=== TEXTO CITADO ===
#####

A magia de San Marino: «Temos adeptos de todo o Mundo»

INTERNACIONAL21.11.202409:40

No rescaldo da conquista mais significativa da história da pior seleção do ‘ranking’ FIFA, A BOLA falou com o capitão (que tem Lukaku e Cristiano Ronaldo como ídolos) e com um jornalista que a segue há 20 anos, para entender como é que um sonho tão improvável se tornou realidade (e com o apoio de várias nacionalidades)

Quando a pior seleção do Mundo marca um golo, isso por si só já se trata digno de notícia, e se esse golo resultar num empate, ainda mais. Mas se essa seleção consumar uma reviravolta no marcador e tentar sequer marcar por três vezes no mesmo jogo, já parece inimaginável. Só que neste momento, essa palavra não existe no dicionário da seleção de San Marino, que na última jornada da Liga das Nações viu-se a perder em Liechtenstein ao intervalo, por 0-1, mas, graças a uma 2.ª parte sublime, conseguiu obter a primeira vitória fora de casa de sempre, marcando três golos pela primeira vez, e estrear-se também a vencer um encontro com direito a reviravolta no marcador.

O inacreditável não fica por aqui: com esta vitória, San Marino subiu assim à Liga C da Liga das Nações, essencialmente a 3.º divisão do futebol europeu. Então, como é possível que este microestado, último classificado do ranking de seleções da FIFA, no 210.º lugar, tenha sequer podido sonhar com aquele que, certamente, será o maior feito da história da seleção, reconhecida pela UEFA desde 1988?

É preciso realçar que no passado mês de setembro até havia esperanças, em San Marino, de se alcançar aquilo que, para o resto do Mundo, pareceria impossível: «Estávamos muito esperançosos em relação a esta edição da Liga das Nações porque, no passado, já tínhamos enfrentado Gibraltar e o Liechtenstein nesta competição. Tendo em conta as recentes prestações da seleção nacional nas eliminatórias para o Campeonato da Europa (por exemplo, derrota por 1-2 com a Dinamarca) e os jogos amigáveis disputados, todos pensámos que esta poderia ser a nossa oportunidade.»

#####

=== Itens de uma coleção de etiquetagem ===

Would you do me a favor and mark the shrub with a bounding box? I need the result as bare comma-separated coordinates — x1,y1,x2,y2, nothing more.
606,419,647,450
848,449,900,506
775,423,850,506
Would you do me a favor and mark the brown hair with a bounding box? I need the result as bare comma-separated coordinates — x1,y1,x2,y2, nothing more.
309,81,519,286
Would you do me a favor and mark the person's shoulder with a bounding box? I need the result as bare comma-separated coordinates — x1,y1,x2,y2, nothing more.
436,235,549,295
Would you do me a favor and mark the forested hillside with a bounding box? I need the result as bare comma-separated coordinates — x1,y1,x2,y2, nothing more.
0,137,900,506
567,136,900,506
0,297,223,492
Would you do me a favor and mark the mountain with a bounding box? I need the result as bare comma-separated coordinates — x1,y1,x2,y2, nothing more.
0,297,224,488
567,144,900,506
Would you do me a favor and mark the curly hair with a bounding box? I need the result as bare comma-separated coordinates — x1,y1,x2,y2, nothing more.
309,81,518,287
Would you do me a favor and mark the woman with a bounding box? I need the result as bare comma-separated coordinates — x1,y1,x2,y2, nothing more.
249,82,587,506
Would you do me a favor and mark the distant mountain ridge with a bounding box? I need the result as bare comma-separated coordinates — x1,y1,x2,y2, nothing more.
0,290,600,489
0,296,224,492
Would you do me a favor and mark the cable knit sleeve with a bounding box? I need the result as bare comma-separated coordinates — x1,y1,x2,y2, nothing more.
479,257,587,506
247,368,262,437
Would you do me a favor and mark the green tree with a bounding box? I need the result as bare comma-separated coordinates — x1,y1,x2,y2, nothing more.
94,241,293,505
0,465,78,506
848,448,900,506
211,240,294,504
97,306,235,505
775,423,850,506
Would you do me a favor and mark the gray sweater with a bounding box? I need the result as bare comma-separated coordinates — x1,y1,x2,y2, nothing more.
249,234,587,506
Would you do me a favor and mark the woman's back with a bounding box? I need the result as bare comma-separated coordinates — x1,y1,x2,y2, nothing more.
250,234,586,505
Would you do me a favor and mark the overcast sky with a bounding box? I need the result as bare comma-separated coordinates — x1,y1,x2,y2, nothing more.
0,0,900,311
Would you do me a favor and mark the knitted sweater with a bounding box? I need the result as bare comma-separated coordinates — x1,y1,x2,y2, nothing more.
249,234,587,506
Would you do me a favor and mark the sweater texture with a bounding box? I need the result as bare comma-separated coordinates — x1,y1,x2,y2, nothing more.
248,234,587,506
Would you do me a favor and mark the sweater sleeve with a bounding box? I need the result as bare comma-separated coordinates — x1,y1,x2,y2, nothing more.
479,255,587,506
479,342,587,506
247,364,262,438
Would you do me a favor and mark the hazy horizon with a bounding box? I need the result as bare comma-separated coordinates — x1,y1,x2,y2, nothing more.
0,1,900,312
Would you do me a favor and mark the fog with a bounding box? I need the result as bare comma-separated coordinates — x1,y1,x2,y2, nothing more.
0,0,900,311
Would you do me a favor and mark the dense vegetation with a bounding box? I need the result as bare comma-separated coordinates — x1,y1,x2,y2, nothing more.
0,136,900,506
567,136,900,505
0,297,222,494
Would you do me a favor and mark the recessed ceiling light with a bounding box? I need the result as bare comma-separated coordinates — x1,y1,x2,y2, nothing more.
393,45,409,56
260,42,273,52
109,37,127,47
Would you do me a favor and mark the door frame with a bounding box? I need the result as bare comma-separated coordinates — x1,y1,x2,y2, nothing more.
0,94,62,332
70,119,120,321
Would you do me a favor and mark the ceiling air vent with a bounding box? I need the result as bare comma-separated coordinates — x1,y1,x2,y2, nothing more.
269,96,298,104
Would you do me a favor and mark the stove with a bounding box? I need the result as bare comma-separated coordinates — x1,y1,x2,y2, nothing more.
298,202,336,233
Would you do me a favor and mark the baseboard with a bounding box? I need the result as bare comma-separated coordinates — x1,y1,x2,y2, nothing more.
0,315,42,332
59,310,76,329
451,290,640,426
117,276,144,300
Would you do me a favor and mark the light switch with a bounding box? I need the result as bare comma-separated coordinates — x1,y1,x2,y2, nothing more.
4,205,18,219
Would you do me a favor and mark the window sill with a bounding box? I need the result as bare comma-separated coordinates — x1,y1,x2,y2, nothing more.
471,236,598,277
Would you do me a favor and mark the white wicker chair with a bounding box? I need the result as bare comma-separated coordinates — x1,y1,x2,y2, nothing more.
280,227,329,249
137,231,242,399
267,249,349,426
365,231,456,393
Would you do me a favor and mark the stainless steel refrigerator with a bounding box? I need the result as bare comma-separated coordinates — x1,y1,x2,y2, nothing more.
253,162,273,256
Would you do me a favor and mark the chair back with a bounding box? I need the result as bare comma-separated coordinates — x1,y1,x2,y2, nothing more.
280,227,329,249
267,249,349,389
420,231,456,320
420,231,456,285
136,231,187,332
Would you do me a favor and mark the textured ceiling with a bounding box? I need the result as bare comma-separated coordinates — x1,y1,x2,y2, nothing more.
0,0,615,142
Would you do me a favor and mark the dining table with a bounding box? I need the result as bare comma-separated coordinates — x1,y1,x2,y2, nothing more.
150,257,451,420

#####

=== INSTRUÇÕES DO EXERCÍCIO ===
Reproduza fielmente o trecho do artigo sobre a seleção de San Marino que vai de "O inacreditável não" até "UEFA desde 1988?".

=== EXERCÍCIO RESOLVIDO ===
O inacreditável não fica por aqui: com esta vitória, San Marino subiu assim à Liga C da Liga das Nações, essencialmente a 3.º divisão do futebol europeu. Então, como é possível que este microestado, último classificado do ranking de seleções da FIFA, no 210.º lugar, tenha sequer podido sonhar com aquele que, certamente, será o maior feito da história da seleção, reconhecida pela UEFA desde 1988?